**Goal of the exercise**
Reproduce the entire listing below, substituting "sample format" for every occurrence of "expected form" and leaving everything else unchanged. Omit the pictures from your answer.

• • • • •

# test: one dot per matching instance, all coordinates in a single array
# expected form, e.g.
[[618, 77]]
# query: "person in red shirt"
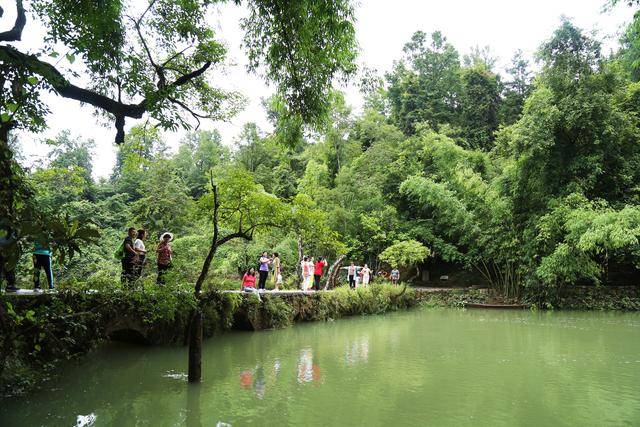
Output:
[[318, 269]]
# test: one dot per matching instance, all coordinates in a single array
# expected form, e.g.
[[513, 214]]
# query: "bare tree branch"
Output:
[[15, 33], [64, 88]]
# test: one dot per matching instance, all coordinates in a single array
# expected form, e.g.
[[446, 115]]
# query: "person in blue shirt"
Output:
[[42, 259]]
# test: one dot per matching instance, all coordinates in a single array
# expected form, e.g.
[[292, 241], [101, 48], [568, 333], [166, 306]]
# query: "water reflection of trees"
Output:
[[357, 351]]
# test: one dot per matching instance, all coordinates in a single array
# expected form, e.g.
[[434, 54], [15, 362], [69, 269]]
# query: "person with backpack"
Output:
[[129, 257], [42, 260]]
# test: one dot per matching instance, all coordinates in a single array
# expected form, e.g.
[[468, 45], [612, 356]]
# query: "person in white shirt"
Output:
[[351, 273], [307, 273], [138, 246]]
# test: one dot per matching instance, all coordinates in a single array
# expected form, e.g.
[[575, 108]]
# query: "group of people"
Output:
[[365, 275], [311, 271], [133, 253]]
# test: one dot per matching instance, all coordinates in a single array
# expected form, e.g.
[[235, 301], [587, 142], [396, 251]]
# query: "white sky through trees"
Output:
[[383, 27]]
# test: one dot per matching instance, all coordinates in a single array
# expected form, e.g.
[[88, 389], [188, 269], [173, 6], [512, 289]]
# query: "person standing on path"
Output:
[[263, 270], [318, 269], [366, 275], [306, 273], [129, 257], [351, 274], [165, 256], [138, 245], [395, 275], [249, 282], [42, 260], [277, 272]]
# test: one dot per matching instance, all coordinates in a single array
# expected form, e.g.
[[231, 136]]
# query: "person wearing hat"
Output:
[[164, 256]]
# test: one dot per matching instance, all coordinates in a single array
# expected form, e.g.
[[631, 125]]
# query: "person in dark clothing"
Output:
[[9, 275], [165, 256], [7, 268], [42, 260], [263, 270], [129, 258]]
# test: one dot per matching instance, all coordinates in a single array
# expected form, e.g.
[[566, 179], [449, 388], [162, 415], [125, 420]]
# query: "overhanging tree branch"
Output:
[[66, 89], [15, 33]]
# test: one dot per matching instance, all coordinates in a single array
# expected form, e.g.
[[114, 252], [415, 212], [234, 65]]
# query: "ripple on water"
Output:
[[86, 420]]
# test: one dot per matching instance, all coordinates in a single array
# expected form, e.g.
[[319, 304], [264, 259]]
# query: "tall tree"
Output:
[[424, 86]]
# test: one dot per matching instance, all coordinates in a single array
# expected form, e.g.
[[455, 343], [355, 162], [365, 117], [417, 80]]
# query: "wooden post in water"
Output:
[[195, 347]]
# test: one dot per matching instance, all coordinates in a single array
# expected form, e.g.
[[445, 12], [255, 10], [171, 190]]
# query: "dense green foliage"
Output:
[[530, 183]]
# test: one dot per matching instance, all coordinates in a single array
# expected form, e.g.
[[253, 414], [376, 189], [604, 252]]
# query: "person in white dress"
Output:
[[307, 270], [138, 246]]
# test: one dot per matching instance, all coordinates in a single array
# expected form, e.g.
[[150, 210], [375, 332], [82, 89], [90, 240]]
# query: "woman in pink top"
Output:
[[249, 279], [249, 282]]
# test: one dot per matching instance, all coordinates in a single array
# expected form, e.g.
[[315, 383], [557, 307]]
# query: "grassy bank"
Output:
[[39, 333]]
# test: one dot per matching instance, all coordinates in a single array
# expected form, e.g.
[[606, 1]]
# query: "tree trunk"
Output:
[[9, 182], [333, 272], [195, 347]]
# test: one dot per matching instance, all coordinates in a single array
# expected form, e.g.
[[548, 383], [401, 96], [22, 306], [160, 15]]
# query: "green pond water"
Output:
[[422, 367]]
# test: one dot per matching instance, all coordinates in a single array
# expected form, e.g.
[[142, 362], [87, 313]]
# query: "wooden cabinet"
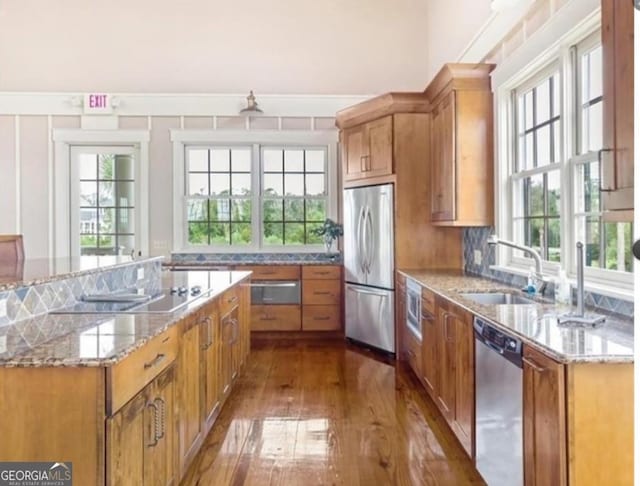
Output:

• • • • •

**Result below**
# test: one dot per matching instance, all coordinates in a single array
# sample format, e.g.
[[618, 77]]
# query: "person in red shirt"
Output:
[[318, 269]]
# test: one dot per matching instance, all coordinates in a single array
# sample format, e.g.
[[513, 214]]
# query: "bare tree branch"
Output:
[[15, 33], [64, 88]]
# test: one dot per matching instance, all coordinates in a single array
# sample format, e.g.
[[446, 115]]
# query: "person in blue shirt"
Output:
[[42, 259]]
# test: one dot per matching instance, all coordinates in a single array
# sample format, e.g.
[[292, 241], [101, 48], [568, 333], [166, 306]]
# query: "water reflection of trees"
Output:
[[357, 351]]
# test: one dot per matching instance, all coordinates in a single array
# sample format, e.g.
[[434, 54], [15, 362], [69, 269]]
# query: "person with backpack"
Output:
[[129, 257], [42, 260]]
# test: one dot per matching instance, all coordinates in a single array
# sample format, e.g.
[[468, 45], [612, 356]]
# query: "person in white shirt"
Output:
[[351, 273], [307, 273], [138, 246]]
# test: one dot per matching instance, all coordinates in a single array
# sample format, e.g.
[[575, 108]]
# query: "group of people"
Output:
[[365, 275], [311, 271], [133, 253]]
# test: one dot per matching instance, all coordinates in a single array
# sample format, e.g.
[[235, 301], [587, 142], [396, 251]]
# query: "white sky through trees"
Output:
[[383, 27]]
# test: one dot per matching instance, all coordinates in a single array
# sample format, e.g.
[[88, 389], [188, 269], [173, 6], [512, 289]]
# query: "person standing on path"
Output:
[[263, 270], [318, 269], [366, 275], [306, 273], [129, 257], [351, 274], [165, 256], [138, 245], [395, 275], [249, 282], [42, 260], [277, 272]]
# test: one dot per matching instance, all coordinates in a single array
# sample format, e.g.
[[231, 136]]
# query: "person wearing hat"
Output:
[[164, 256]]
# test: one dot per matching instance, all coordinates in a single array
# sample format, e.g.
[[631, 125]]
# query: "person in dark clothing"
Output:
[[9, 275], [165, 256], [7, 268], [42, 260], [263, 270], [129, 258]]
# test: one dot per matching instance, all coordinates in a single array
# sample format, e.g.
[[566, 179], [449, 388], [162, 415], [125, 420]]
# query: "overhanging tree branch"
Output:
[[66, 89], [15, 33]]
# test: one dot per matching instance, all coordinates in a single array
# sample format, e.g.
[[114, 252], [415, 212], [234, 65]]
# query: "ripple on water"
Output:
[[86, 420]]
# test: one dot per matching instance, all coordinates in a single array
# sample format, e.g.
[[319, 304], [264, 259]]
# query: "tall tree"
Output:
[[424, 86]]
# test: one dot per matching instance, all coordinates in a single array
# sample format, e.g.
[[455, 343], [355, 162], [365, 117], [417, 80]]
# query: "wooden post in water"
Output:
[[195, 347]]
# test: one dot per matching instance, all coordinates in a single array
# sample format, e.g.
[[445, 12], [255, 10], [171, 190]]
# query: "dense green foliage"
Output:
[[530, 183]]
# test: one dot per matching instance, all coordinates in a single array
# sample format, e.g.
[[253, 414], [376, 189], [604, 252]]
# query: "person in white dress"
Output:
[[307, 270], [138, 246]]
# test: one dot per matching instance, all coordinates in a single array
# sample format, e.g.
[[150, 210], [375, 332], [82, 89], [90, 240]]
# query: "woman in pink top"
Output:
[[249, 279], [249, 282]]
# test: one dot per matching instance, all coordinates in a single array
# sample format, e.g.
[[315, 383], [557, 307]]
# query: "grassy bank"
Output:
[[39, 333]]
# test: one dot per matching instance, all coordinates in a single array
# sample format, e.g.
[[606, 1]]
# query: "tree trunk"
Output:
[[9, 182], [333, 272], [195, 347]]
# test: one dot per matching instance, all coordinates in a single array
# sample format, e.g.
[[548, 383], [401, 96], [22, 306], [160, 15]]
# query: "green pond water"
Output:
[[422, 367]]
# test: one dot per matching instance, all coordinates in a single array
# sample format, e.g.
[[142, 362], [87, 313]]
# query: "wooden cabinet"
Output:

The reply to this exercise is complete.